▶ _Supplied text_:
---

The field of complex query answering using Knowledge Graphs (KGs) has seen substantial advancements in recent years, primarily through the utilization of Knowledge Graph Embeddings (KGEs). However, these methodologies often stumble when faced with intricate query structures that involve multiple entities and relationships. This thesis primarily investigates the potential of integrating query rewriting techniques into the KGE query answering process to improve performance in such situations. Guided by a TBox, a schema that describes the concepts and relationships in the data from Description Logics, query rewriting translates a query into a union of rewritten queries that can potentially widen the prediction scope for KGEs. The thesis uses the PerfectRef algorithm for facilitating query rewriting, aiming to maximize the scope of query response and enhance prediction capabilities.

---

▶ _What needs to be done_:
Write out the passage on query rewriting for knowledge graph embeddings word for word, beginning with the words "The field of" and stopping after "enhance prediction capabilities.".

---

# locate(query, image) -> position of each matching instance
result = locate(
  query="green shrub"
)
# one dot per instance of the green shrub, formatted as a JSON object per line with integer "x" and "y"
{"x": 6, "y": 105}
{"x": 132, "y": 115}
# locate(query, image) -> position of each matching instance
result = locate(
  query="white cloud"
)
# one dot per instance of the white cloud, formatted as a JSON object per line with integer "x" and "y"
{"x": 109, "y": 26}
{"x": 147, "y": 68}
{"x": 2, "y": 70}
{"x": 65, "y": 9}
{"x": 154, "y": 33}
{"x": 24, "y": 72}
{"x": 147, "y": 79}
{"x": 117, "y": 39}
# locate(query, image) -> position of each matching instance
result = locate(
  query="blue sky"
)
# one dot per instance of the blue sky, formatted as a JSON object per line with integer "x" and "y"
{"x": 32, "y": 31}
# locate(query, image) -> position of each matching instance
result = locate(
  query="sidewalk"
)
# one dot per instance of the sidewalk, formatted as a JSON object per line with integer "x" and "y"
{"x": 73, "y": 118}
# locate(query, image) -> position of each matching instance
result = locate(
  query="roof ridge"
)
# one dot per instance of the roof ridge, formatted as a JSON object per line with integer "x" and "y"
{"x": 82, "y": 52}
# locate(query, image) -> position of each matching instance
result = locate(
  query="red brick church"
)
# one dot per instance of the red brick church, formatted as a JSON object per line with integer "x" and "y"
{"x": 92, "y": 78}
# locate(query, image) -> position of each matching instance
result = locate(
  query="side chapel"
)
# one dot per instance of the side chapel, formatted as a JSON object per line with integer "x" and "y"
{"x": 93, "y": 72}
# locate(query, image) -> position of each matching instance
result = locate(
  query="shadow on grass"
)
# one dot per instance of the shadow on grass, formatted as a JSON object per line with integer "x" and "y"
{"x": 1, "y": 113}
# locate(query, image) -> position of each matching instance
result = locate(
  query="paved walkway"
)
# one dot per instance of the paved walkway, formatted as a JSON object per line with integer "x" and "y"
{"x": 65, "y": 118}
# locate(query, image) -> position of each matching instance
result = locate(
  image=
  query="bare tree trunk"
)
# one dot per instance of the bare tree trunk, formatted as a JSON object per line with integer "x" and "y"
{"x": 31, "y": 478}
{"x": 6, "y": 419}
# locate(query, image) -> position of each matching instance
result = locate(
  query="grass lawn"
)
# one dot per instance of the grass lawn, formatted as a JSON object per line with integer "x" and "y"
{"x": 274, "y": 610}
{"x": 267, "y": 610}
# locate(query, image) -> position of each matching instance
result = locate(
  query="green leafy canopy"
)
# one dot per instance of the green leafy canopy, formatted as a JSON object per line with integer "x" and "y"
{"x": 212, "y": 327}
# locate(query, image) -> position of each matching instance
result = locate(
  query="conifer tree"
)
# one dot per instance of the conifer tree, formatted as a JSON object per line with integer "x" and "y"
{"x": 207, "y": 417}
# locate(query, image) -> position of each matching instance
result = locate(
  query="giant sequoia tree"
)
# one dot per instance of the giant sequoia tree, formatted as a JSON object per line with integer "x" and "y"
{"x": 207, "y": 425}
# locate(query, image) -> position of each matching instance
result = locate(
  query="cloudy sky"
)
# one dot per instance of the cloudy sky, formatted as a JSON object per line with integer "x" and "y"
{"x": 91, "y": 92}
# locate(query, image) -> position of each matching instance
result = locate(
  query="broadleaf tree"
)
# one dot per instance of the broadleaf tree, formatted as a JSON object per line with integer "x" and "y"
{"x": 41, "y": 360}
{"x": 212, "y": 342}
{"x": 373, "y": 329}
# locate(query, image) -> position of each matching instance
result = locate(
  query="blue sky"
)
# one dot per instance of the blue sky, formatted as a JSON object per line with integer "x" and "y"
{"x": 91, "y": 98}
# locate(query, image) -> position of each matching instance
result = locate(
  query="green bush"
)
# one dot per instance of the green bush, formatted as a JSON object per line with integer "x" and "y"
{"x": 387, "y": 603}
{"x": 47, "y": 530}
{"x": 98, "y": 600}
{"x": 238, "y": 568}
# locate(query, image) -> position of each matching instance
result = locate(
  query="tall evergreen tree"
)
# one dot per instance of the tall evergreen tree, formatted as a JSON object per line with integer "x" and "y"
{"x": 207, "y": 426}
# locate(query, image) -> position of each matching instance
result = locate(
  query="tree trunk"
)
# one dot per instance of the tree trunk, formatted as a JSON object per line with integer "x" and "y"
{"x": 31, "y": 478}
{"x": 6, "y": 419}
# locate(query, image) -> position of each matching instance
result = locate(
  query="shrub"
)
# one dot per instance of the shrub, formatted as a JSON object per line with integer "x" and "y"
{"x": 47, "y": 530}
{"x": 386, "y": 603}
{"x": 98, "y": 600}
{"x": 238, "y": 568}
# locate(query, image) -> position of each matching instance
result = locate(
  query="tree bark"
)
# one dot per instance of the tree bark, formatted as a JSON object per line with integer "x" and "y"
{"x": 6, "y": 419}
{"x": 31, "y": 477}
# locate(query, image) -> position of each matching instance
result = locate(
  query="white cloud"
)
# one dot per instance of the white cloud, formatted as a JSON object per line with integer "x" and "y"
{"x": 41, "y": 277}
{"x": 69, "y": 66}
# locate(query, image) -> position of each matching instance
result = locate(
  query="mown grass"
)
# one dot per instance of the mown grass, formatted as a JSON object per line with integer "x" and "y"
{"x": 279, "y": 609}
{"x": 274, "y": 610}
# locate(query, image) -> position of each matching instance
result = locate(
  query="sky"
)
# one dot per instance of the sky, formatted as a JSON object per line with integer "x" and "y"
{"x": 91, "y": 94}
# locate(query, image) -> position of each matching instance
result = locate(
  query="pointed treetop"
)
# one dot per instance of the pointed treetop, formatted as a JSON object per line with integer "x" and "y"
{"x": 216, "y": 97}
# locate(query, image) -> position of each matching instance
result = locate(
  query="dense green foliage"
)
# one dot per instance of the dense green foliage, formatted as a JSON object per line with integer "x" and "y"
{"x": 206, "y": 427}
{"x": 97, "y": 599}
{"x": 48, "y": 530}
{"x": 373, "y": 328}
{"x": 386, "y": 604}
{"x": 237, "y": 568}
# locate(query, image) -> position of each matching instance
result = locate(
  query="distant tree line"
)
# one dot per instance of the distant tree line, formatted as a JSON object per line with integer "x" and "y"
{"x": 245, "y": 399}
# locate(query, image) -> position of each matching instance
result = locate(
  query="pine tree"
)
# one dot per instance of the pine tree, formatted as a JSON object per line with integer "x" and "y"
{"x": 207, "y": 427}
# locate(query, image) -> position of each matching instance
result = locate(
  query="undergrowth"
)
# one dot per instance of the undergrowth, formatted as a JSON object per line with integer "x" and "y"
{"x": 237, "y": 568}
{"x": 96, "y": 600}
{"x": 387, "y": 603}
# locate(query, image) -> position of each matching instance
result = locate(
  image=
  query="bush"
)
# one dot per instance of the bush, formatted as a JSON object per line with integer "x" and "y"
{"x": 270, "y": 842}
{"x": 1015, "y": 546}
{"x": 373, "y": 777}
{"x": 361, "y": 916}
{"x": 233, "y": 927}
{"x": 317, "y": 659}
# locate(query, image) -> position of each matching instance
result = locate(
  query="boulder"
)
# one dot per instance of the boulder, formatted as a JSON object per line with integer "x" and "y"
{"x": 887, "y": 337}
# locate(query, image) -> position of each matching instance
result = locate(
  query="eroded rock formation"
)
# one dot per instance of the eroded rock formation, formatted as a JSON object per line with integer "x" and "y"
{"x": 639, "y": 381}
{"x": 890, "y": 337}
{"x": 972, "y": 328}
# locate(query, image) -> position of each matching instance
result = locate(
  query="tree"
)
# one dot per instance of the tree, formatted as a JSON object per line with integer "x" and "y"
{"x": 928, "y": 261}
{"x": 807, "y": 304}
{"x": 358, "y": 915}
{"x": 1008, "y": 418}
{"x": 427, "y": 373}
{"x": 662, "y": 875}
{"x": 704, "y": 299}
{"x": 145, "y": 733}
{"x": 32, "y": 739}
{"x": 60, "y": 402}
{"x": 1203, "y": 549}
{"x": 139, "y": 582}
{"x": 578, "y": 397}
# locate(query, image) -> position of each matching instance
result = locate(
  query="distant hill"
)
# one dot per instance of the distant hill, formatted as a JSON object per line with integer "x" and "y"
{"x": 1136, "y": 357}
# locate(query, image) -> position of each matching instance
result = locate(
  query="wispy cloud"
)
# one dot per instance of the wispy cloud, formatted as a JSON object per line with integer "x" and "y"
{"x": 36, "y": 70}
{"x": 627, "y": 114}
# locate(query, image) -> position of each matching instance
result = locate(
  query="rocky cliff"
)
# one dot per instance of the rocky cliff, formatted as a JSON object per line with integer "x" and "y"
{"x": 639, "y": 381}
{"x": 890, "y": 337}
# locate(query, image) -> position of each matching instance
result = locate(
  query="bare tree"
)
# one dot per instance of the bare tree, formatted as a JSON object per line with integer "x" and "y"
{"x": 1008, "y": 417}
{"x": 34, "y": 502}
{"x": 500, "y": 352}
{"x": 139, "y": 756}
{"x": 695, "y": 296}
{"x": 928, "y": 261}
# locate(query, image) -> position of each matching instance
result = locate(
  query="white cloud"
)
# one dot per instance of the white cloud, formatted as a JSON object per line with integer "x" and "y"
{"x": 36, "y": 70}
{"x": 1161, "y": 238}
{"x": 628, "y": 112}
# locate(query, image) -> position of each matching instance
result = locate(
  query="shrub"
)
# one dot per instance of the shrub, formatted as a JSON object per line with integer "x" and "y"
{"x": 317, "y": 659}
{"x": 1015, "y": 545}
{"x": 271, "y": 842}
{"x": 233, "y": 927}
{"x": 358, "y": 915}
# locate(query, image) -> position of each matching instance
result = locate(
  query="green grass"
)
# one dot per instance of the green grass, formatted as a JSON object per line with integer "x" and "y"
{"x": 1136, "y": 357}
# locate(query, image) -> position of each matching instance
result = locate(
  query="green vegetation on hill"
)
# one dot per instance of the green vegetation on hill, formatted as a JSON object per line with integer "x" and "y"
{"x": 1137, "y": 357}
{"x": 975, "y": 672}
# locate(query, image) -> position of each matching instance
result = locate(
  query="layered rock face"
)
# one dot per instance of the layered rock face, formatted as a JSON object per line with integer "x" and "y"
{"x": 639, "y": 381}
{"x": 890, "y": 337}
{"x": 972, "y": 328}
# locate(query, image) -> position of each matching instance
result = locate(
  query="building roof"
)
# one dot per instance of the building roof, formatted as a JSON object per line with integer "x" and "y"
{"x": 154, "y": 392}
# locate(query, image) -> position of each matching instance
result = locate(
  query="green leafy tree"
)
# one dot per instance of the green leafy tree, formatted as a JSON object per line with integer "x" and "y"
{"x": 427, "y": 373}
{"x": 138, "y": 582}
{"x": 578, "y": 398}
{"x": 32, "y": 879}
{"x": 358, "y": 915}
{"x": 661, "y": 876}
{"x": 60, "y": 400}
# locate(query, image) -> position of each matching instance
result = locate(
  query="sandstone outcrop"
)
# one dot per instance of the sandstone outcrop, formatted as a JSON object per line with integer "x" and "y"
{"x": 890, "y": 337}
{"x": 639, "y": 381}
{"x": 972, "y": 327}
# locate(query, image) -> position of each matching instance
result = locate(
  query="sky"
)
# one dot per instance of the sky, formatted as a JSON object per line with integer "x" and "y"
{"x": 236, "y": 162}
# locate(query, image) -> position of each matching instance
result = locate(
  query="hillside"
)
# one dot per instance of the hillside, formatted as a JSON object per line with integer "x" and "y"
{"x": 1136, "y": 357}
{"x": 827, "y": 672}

---

▶ _Solution to this task_:
The field of complex query answering using Knowledge Graphs (KGs) has seen substantial advancements in recent years, primarily through the utilization of Knowledge Graph Embeddings (KGEs). However, these methodologies often stumble when faced with intricate query structures that involve multiple entities and relationships. This thesis primarily investigates the potential of integrating query rewriting techniques into the KGE query answering process to improve performance in such situations. Guided by a TBox, a schema that describes the concepts and relationships in the data from Description Logics, query rewriting translates a query into a union of rewritten queries that can potentially widen the prediction scope for KGEs. The thesis uses the PerfectRef algorithm for facilitating query rewriting, aiming to maximize the scope of query response and enhance prediction capabilities.